» 你的任务:
把下面所有行输出为一个 JSON 字符串列表，每行对应一个字符串，略去空行；答案里不要放图片。

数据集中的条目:
* * * * * * *

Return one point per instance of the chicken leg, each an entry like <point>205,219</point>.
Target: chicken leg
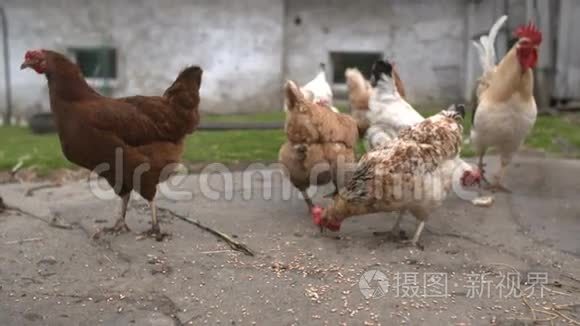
<point>481,166</point>
<point>395,233</point>
<point>421,214</point>
<point>120,226</point>
<point>307,199</point>
<point>497,185</point>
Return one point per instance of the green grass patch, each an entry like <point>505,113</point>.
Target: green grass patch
<point>559,135</point>
<point>275,116</point>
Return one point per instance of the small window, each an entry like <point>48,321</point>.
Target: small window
<point>96,62</point>
<point>361,60</point>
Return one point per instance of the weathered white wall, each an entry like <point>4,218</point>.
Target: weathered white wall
<point>237,43</point>
<point>248,47</point>
<point>426,39</point>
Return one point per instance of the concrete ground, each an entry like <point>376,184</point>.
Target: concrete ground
<point>60,276</point>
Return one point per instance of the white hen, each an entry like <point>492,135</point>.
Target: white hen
<point>318,90</point>
<point>388,112</point>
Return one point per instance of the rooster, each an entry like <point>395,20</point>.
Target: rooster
<point>318,141</point>
<point>413,172</point>
<point>506,109</point>
<point>133,142</point>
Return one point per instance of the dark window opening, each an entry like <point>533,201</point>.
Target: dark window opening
<point>343,60</point>
<point>297,21</point>
<point>97,62</point>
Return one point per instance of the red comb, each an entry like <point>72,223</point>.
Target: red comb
<point>317,215</point>
<point>529,31</point>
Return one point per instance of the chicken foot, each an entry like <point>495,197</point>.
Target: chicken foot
<point>395,233</point>
<point>155,231</point>
<point>497,185</point>
<point>120,225</point>
<point>414,242</point>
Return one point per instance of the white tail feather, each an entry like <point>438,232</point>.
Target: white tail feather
<point>485,47</point>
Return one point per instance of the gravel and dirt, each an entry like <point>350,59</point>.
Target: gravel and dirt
<point>508,264</point>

* * * * * * *

» 本题解答:
[
  "Return one point per instance of the chicken leg, each an entry like <point>205,219</point>.",
  "Target: chicken leg",
  "<point>481,166</point>",
  "<point>395,233</point>",
  "<point>421,214</point>",
  "<point>120,226</point>",
  "<point>307,199</point>",
  "<point>497,185</point>",
  "Return one point per instance of the green grass patch, each an entry like <point>505,113</point>.",
  "Target: green grass patch",
  "<point>559,135</point>",
  "<point>275,116</point>",
  "Return one point per instance of the small window, each an entry like <point>48,321</point>.",
  "Target: small window",
  "<point>96,62</point>",
  "<point>361,60</point>",
  "Return one point per instance of the weathered white wall, each an entry like <point>4,218</point>.",
  "Target: weathered white wall",
  "<point>237,43</point>",
  "<point>248,47</point>",
  "<point>426,39</point>",
  "Return one point per instance of the concrete ground, each an entry like <point>376,184</point>.",
  "Target: concrete ground",
  "<point>60,276</point>",
  "Return one point per instance of the white hen, each an entry like <point>492,135</point>.",
  "Target: white hen",
  "<point>318,90</point>",
  "<point>388,112</point>",
  "Return one point per instance of the rooster, each an entry like <point>395,20</point>.",
  "Target: rooster",
  "<point>318,141</point>",
  "<point>413,172</point>",
  "<point>506,109</point>",
  "<point>133,142</point>",
  "Return one point per instance of the dark window opening, each an entry like <point>533,201</point>.",
  "Target: dark window opening",
  "<point>343,60</point>",
  "<point>297,21</point>",
  "<point>97,62</point>",
  "Return one point per instance of the red comb, each an entry like <point>72,223</point>.",
  "Target: red comb",
  "<point>317,215</point>",
  "<point>529,31</point>",
  "Return one point per instance of the chicken foot, each an entry like <point>495,197</point>.",
  "Target: chicken foot",
  "<point>395,233</point>",
  "<point>155,231</point>",
  "<point>497,185</point>",
  "<point>120,225</point>",
  "<point>414,242</point>",
  "Return one point per instance of the white tail feather, each an entry like <point>438,232</point>.",
  "Target: white tail feather",
  "<point>485,47</point>",
  "Return one point per instance of the gravel and dirt, each an entry like <point>350,59</point>.",
  "Target: gravel and dirt",
  "<point>508,264</point>"
]